What is needed —
From the material below, copy every line that contains the string "stone". Case counts, so a line matches only when its letters have the same capitalization.
-- START --
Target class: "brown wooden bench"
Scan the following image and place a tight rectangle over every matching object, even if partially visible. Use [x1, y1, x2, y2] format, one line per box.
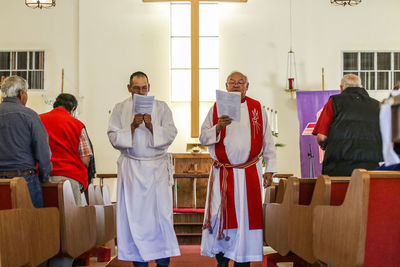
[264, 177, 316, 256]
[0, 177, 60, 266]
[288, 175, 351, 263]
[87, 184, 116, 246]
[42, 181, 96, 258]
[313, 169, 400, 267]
-- END --
-- START --
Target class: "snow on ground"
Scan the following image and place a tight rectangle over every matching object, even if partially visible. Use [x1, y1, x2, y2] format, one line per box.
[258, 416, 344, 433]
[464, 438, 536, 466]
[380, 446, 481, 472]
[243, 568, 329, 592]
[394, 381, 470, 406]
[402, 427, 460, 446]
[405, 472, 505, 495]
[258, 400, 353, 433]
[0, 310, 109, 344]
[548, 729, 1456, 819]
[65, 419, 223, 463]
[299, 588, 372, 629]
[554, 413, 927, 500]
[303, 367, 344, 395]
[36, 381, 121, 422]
-- END --
-- START --
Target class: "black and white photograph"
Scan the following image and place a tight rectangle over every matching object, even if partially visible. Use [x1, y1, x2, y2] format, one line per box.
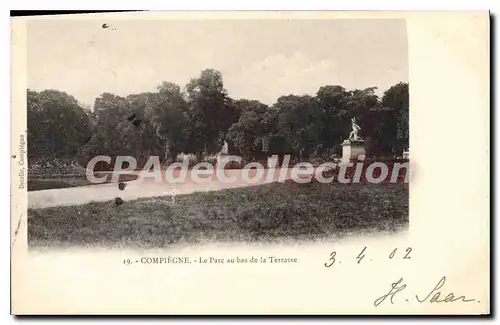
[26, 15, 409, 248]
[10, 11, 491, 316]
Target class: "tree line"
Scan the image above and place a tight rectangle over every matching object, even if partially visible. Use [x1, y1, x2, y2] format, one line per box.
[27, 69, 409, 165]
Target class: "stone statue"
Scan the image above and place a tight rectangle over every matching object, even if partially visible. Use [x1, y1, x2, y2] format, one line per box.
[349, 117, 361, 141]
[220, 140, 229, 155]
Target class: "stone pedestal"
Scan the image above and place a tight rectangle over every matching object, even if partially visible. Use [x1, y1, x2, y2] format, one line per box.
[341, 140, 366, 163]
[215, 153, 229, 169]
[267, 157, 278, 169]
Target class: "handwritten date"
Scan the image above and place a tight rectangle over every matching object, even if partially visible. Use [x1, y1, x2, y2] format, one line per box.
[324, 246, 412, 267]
-- END --
Final result —
Target class: "stone statue"
Target class: "stone pedestal"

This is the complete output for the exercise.